Consignes –
a: D'après le texte sur la COP28, à quelles dates la conférence se tiendra-t-elle ?
b: Transcrivez fidèlement un passage du texte sur la COP28, en commençant aux mots « En toute transparence, je » et en vous arrêtant après « qui plus est!? ».

Extrait fourni –
____________________

Nature Québec en route vers la COP28
21 novembre 2023La vingt-huitième Conférence des Parties (COP) de la Convention cadre des Nations unies sur les changements climatiques (CCNUCC) aura lieu du 30 novembre au 12 décembre. Les discussions se dérouleront cette année à Dubaï, aux Émirats-Arabes-Unis. Vous avez certainement vu la nouvelle, ça fait beaucoup parler… Et Nature Québec y sera!
Anne-Céline Guyon, notre représentante lors de la COP28
Et voilà! Plus que quelques jours avant le grand départ vers la COP28… à Dubaï.
Une première participation à une COP climat pour Nature Québec.
Je vous entends déjà : “Aller à Dubaï, vraiment ???”, Quoi !??? Mais qu’est ce que vous allez faire là-bas ?” “Les COP, ça sert plus à rien!”, “Vous allez brûler du gaz pour lutter pour le climat, pffff!!!”
Et vous savez quoi ? Je vous comprends! J’ai eu les mêmes réactions que vous.
En toute transparence, je ne vais pas là-bas de gaîté de cœur.
Pourquoi participer à une COP aux Émirats-Arabes-Unis, un des principaux pays producteurs d’énergies fossiles au monde? Présidée par Sultan Ahmed al-Jaber, le PDG d’une entreprise pétrolière et gazière et dans un pays qui bafoue les droits humains qui plus est!?
Ces questions me taraudent autant que vous et je peux vous dire que c’est le cas de toute l’équipe de Nature Québec. Dans un tel contexte, le cynisme est légitime.
Mais une fois qu’on a dit ça, on fait quoi ? Car s’il y a une chose que je sais, c’est que le cynisme, c’est le pire ennemi de la mobilisation. Or, a-t-on le luxe de se démobiliser au moment même où les multiples crises environnementales et sociales s’amplifient et sont plus que jamais interreliées ? Se poser la question, c’est y répondre.
Il y a près d’un an, dans une entrevue entendue à la radio, à la question d’un journaliste qui demandait s’il fallait encore être optimiste au vu de la situation environnementale et de l’inaction gouvernementale, la personne interviewée répondait: «Ce n’est plus le temps de se poser la question d’être optimiste ou pessimiste, c’est le temps d’être activiste.» Cette posture m’habite depuis, et je m’y accroche, surtout dans mes moments de découragement.

____________________

Données enregistrées –
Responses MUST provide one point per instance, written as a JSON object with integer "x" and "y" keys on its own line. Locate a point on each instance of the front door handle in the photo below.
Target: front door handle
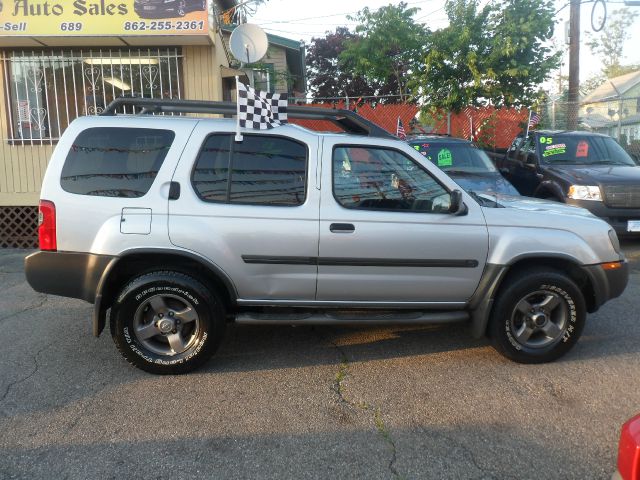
{"x": 342, "y": 228}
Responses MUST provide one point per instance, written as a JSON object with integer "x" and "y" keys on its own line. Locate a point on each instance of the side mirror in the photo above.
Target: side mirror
{"x": 457, "y": 206}
{"x": 530, "y": 160}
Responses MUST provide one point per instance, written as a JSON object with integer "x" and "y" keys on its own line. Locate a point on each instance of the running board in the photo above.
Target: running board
{"x": 351, "y": 318}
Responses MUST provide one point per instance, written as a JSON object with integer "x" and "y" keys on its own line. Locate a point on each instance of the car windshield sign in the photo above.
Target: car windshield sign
{"x": 458, "y": 157}
{"x": 582, "y": 150}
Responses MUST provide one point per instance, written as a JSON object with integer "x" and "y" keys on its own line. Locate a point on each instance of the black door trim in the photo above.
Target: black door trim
{"x": 359, "y": 262}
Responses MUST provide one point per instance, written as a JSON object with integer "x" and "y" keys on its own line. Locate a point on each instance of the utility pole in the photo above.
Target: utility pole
{"x": 574, "y": 65}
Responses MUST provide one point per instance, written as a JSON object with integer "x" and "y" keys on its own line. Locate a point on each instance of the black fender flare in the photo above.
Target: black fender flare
{"x": 100, "y": 310}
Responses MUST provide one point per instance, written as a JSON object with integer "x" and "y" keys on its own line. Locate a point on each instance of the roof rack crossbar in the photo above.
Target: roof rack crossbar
{"x": 345, "y": 119}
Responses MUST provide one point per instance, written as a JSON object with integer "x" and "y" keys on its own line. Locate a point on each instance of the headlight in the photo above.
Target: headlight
{"x": 583, "y": 192}
{"x": 615, "y": 243}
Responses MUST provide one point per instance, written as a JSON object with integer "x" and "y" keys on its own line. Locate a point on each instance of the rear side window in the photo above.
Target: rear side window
{"x": 115, "y": 162}
{"x": 260, "y": 170}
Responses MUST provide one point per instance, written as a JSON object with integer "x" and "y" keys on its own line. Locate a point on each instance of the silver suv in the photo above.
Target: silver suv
{"x": 175, "y": 229}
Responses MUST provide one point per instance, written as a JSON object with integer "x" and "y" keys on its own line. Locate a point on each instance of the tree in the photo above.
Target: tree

____________________

Réponses aux consignes –
a: Du 30 novembre au 12 décembre.

b:
En toute transparence, je ne vais pas là-bas de gaîté de cœur.
Pourquoi participer à une COP aux Émirats-Arabes-Unis, un des principaux pays producteurs d’énergies fossiles au monde? Présidée par Sultan Ahmed al-Jaber, le PDG d’une entreprise pétrolière et gazière et dans un pays qui bafoue les droits humains qui plus est!?